_Texte extrait:_
◇ ◇ ◇ ◇
ENTRETIEN AVEC MGR. CHRISTOPHE MUNZIHIRWA

Je viens de passer des moments inoubliables. Je viens de rencontrer encore une fois Mgr. Munzihirwa, dans une manière exceptionnelle et hors de tout espace et temps, mais dans un mariage réel entre les dimensions du temps et de l’éternité, des espaces limitée et illimités.

Kakaluigi : Bonjour Monseigneur et merci. Nous voilà donc  dans ce silence profond qui entoure l’au-delà et qui nous fait communiquer autrement, au-delà de la plume et de la parole, mais avec le plus profond de nous-mêmes. Notre amitié  a été profonde et a bien croisé nos chemins tout en nous poussant à nous engager à travailler ensemble pour annoncer Jésus Christ aux hommes et femmes des régions du Kivu et du Maniema, en particulier,  et de tout le Congo en général. Je vous remercie, encore une fois, au nom de nous tous, qui avons partagé avec vous joies et espoirs, pour tous ce que nous avons reçu de votre parole, mais surtout de votre témoignage.

Dans peu de jours nous commémorons le jour de votre assassinat dans lequel les ennemis de la vérité et de la justice semblent encore avoir eu la victoire. Ils t’avaient tué d’une manière infâme et ignoble.
◇ ◇ ◇ ◇
_Tâche à faire:_
Poursuivez l'entretien avec Mgr Munzihirwa à partir de sa dernière phrase. Les données n'ont aucun rôle ici.

_Données fournies:_
◇ ◇ ◇ ◇
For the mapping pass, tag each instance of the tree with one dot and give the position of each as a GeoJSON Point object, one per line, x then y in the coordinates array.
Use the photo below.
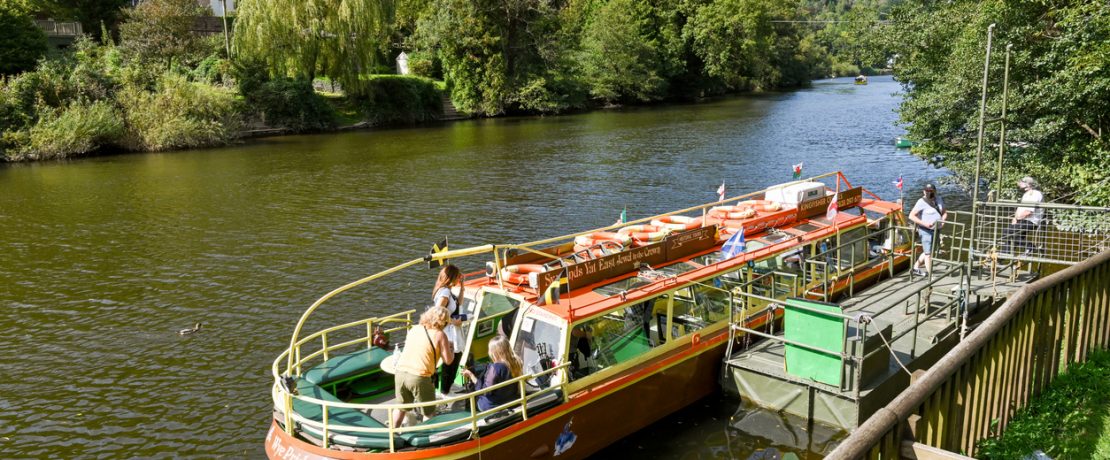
◇ ◇ ◇ ◇
_Résultat:_
Après ce 29 octobre 1996  sont passés bien 17 années. Et ceux qui t’ont tué sont encore vivants et ils se promènent librement et en toute impunité dans cette région des Grands Lacs. Un procès juste, transparent et équitable  n’a jamais été organisé,  et les commanditaires de votre lâche et ignoble assassinat, pas encore démasqués. Il faut que justice soit faite !

Mais ta mort, malgré tous et tout,  Monseigneur, à signé pour les Bukaviens et pour les Congolais un point de départ pour continuer à espérer à un monde plus juste et plus fraternel. Fort malheureusement, 17 ans après, le Congo n’a toujours pas retrouvé de paix. Les crépitements de balles, des assassinats, des viols, des pillages de nos ressources et des destructions méchantes continuent à sévir au Congo en général et au Kivu, ton Kivu natal, en particulier. Le Congo est encore en guerre, ses frontières toujours violées, ses richesses convoitées par tous ses voisins et par toutes les grandes puissances de ce monde.

Monseigneur, votre point d’observation,  privilégié, vous permet de voir les choses différemment, mais aussi de bien connaitre les différents visages impliqués en ce conflit, qui malgré certains efforts, ne manque  pas de nous préoccuper profondément. Le Congo vit encore dans ses problèmes de jadis, jamais résolus. L’Est est encore embrasé par le feu de la guerre. Nous sommes passés à la démocratie, mais quelle démocratie !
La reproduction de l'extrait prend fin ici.